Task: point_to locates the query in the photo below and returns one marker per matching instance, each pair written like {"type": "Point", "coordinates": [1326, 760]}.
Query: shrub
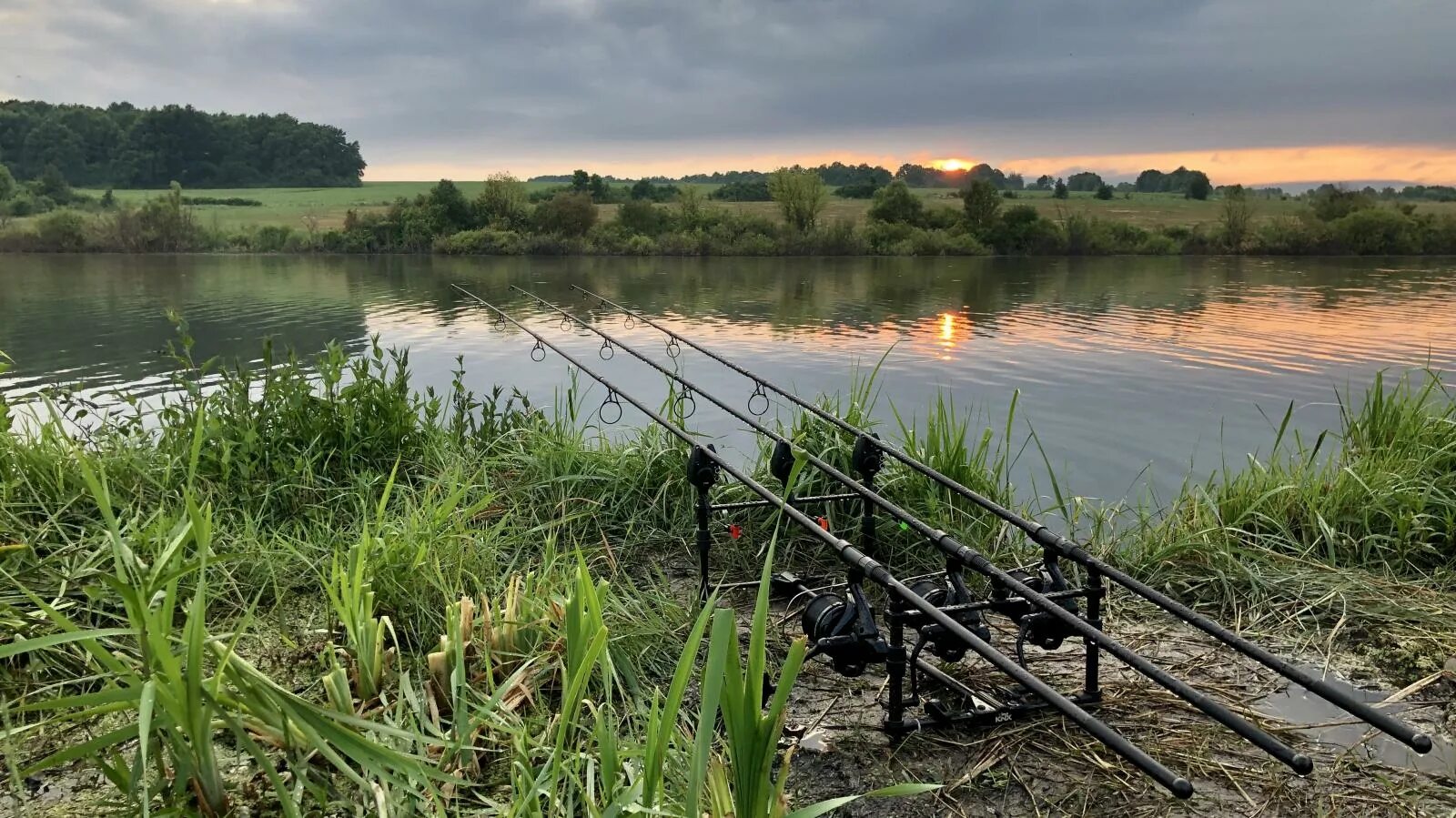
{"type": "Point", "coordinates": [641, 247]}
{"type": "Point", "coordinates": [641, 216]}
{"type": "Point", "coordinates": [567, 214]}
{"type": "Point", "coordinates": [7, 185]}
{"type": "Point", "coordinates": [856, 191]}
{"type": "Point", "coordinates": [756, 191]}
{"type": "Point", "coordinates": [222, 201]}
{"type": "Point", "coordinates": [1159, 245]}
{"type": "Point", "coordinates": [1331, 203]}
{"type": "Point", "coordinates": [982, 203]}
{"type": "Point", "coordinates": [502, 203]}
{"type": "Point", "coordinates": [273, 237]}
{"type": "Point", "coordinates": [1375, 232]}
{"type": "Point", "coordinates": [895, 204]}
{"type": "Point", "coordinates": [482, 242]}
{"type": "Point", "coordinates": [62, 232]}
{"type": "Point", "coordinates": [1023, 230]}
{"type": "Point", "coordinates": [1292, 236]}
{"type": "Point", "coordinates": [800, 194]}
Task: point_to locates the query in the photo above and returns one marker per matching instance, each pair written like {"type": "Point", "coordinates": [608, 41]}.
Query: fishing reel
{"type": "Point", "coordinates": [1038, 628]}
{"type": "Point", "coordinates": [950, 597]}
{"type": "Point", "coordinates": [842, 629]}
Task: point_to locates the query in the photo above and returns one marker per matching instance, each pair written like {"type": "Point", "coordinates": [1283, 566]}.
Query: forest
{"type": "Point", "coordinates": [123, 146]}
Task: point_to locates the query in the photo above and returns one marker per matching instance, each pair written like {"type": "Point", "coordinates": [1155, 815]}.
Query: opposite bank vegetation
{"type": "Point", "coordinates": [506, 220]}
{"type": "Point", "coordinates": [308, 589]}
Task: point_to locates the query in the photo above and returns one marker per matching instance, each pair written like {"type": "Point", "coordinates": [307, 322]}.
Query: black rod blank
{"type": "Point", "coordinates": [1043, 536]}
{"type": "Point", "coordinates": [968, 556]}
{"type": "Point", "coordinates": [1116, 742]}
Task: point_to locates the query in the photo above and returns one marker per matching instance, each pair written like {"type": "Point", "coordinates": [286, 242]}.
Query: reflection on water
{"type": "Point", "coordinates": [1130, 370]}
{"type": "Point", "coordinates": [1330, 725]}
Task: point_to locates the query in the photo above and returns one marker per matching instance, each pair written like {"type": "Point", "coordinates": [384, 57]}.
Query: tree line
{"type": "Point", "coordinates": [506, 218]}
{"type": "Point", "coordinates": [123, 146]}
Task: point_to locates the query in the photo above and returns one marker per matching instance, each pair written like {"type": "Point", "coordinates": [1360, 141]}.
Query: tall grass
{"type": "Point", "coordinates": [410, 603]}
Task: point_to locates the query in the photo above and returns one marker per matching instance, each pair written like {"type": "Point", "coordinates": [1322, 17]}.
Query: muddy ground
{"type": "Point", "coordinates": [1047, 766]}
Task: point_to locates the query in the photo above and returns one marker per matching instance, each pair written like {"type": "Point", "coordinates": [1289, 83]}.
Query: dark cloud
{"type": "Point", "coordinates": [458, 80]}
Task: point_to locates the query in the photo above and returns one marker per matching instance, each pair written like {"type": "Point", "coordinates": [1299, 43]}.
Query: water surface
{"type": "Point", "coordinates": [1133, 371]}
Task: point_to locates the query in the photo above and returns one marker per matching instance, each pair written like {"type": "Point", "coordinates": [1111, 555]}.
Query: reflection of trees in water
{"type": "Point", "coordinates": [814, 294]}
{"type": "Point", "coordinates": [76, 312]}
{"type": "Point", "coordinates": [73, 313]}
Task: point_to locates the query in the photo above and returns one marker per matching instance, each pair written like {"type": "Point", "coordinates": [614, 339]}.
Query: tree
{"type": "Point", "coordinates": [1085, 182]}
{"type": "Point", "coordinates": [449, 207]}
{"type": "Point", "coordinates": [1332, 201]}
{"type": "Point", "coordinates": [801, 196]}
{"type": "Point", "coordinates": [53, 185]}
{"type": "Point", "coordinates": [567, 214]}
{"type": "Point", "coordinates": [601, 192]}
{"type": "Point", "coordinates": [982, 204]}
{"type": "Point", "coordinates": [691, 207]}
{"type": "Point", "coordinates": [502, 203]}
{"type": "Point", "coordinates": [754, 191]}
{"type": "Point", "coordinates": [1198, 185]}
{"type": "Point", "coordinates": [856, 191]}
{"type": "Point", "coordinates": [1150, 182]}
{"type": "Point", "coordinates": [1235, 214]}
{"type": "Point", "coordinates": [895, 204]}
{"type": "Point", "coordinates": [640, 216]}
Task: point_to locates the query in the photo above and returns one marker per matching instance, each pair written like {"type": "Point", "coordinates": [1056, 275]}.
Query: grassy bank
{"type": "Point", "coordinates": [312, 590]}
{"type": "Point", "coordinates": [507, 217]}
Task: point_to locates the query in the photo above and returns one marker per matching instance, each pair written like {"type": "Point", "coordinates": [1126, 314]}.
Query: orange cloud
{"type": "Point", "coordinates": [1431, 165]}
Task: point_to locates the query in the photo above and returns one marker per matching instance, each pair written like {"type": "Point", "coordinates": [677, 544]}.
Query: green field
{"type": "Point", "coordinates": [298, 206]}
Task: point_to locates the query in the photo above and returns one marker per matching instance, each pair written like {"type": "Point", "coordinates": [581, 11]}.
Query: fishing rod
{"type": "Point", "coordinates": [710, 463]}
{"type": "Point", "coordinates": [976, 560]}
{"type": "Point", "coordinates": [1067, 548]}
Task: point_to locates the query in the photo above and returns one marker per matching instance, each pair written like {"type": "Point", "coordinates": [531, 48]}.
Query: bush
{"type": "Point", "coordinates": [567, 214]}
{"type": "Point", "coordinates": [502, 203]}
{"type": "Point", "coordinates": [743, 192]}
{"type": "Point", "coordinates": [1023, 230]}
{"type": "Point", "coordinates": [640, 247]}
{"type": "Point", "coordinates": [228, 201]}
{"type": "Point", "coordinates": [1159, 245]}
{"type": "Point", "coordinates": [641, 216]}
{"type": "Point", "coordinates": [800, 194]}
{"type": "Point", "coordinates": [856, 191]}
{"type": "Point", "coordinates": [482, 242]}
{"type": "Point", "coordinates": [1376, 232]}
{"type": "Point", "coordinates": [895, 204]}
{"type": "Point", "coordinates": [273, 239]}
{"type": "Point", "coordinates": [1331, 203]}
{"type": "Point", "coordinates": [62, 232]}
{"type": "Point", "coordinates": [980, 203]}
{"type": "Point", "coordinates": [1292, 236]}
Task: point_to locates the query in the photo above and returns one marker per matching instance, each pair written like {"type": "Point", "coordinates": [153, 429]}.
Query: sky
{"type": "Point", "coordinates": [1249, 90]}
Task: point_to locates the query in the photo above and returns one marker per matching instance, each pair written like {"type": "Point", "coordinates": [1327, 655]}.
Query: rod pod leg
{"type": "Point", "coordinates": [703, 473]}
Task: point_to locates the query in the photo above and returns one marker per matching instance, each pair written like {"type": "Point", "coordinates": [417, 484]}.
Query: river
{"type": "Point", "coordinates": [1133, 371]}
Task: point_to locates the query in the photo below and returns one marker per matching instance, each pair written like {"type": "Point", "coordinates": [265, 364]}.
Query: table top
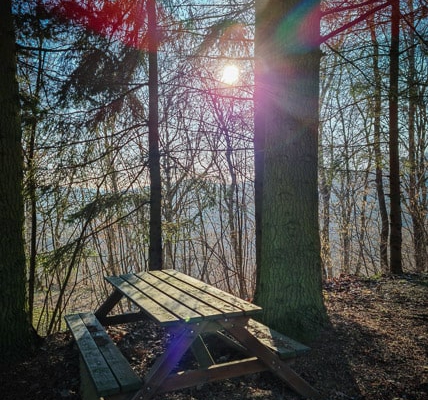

#####

_Task to complete_
Please count how many lines in the listing above contain the string "cloud", with case mattering, and reply with only that number.

_The response_
2